### What is expected
Can you render every line of the records below as a JSON list of strings, one string per line, with blank lines skipped and the pictures left out?

### Data records
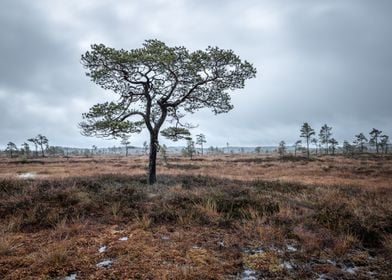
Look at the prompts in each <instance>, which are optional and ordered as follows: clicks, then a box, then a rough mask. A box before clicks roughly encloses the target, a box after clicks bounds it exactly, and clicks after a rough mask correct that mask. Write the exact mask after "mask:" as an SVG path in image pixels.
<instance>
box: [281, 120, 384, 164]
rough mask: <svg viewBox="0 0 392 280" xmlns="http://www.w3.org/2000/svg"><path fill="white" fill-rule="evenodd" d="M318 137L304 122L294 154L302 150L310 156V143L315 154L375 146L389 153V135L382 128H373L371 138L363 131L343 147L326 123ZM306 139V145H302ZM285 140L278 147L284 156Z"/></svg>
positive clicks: (358, 151) (346, 150)
mask: <svg viewBox="0 0 392 280" xmlns="http://www.w3.org/2000/svg"><path fill="white" fill-rule="evenodd" d="M317 136H318V137H316V132H315V130H314V129H313V128H312V127H311V126H310V125H309V123H307V122H304V123H303V124H302V126H301V128H300V138H303V140H297V141H296V142H295V143H294V145H293V148H294V156H296V155H297V151H299V150H302V151H304V152H305V153H306V156H307V158H309V157H310V145H313V147H314V151H315V154H316V155H318V154H320V155H321V154H327V155H328V154H332V155H334V154H335V153H336V151H337V150H338V149H339V150H341V152H342V153H343V154H347V155H349V154H351V155H352V154H362V153H366V152H370V150H371V149H370V148H371V147H373V148H374V150H373V151H375V152H376V153H377V154H381V153H383V154H387V153H388V151H389V150H388V149H389V145H390V143H389V136H388V135H386V134H383V132H382V131H381V130H378V129H376V128H373V129H372V130H371V131H370V132H369V138H367V137H366V136H365V134H364V133H363V132H361V133H359V134H357V135H355V138H354V140H353V141H352V142H351V143H350V142H349V141H347V140H345V141H343V144H342V147H339V142H338V141H337V140H336V139H335V138H334V137H332V127H331V126H328V125H327V124H324V125H323V126H322V127H321V129H320V131H319V133H318V135H317ZM302 141H304V144H305V147H302V144H303V142H302ZM285 145H286V144H285V142H284V141H281V142H280V143H279V147H278V153H279V154H280V155H281V156H283V155H284V154H285V152H286V146H285Z"/></svg>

### Output for this exercise
[
  "Look at the prompts in each <instance>, which are optional and ordered as follows: clicks, then a box, then a rough mask. A box before clicks roughly encloses the target, a box after clicks bounds it exactly, and clicks after a rough mask correct that mask. Write the exact mask after \"mask:\" as an SVG path in image pixels.",
  "<instance>",
  "box: [281, 120, 384, 164]",
  "rough mask: <svg viewBox=\"0 0 392 280\" xmlns=\"http://www.w3.org/2000/svg\"><path fill=\"white\" fill-rule=\"evenodd\" d=\"M318 137L304 122L294 154L302 150L310 156V143L315 154L375 146L389 153V135L382 128H373L371 138L363 131L343 147L326 123ZM306 139V145H302ZM285 140L278 147L284 156Z\"/></svg>",
  "positive clicks: (358, 151) (346, 150)",
  "mask: <svg viewBox=\"0 0 392 280\" xmlns=\"http://www.w3.org/2000/svg\"><path fill=\"white\" fill-rule=\"evenodd\" d=\"M317 136H318V137H316V132H315V130H314V129H313V128H312V127H311V126H310V125H309V123H307V122H304V123H303V124H302V126H301V128H300V138H303V140H297V141H296V142H295V143H294V145H293V148H294V156H296V155H297V151H299V150H302V151H304V152H305V153H306V156H307V158H309V157H310V145H313V147H314V151H315V154H316V155H318V154H320V155H321V154H327V155H328V154H332V155H334V154H335V153H336V151H337V150H338V149H339V150H341V152H342V153H343V154H347V155H349V154H351V155H352V154H362V153H366V152H370V150H371V149H370V148H371V147H373V148H374V150H373V151H375V152H376V153H377V154H381V153H383V154H387V153H388V151H389V150H388V149H389V145H390V143H389V136H388V135H386V134H383V132H382V131H381V130H378V129H376V128H373V129H372V130H371V131H370V132H369V138H367V137H366V136H365V134H364V133H363V132H361V133H359V134H357V135H355V138H354V140H353V141H352V142H351V143H350V142H349V141H347V140H345V141H343V144H342V147H339V142H338V141H337V140H336V139H335V138H334V137H332V127H331V126H328V125H327V124H324V125H323V126H322V127H321V129H320V131H319V133H318V135H317ZM302 141H304V144H305V147H302V144H303V142H302ZM285 145H286V144H285V142H284V141H281V142H280V143H279V147H278V153H279V154H280V155H281V156H283V155H284V154H285V152H286V146H285Z\"/></svg>"
]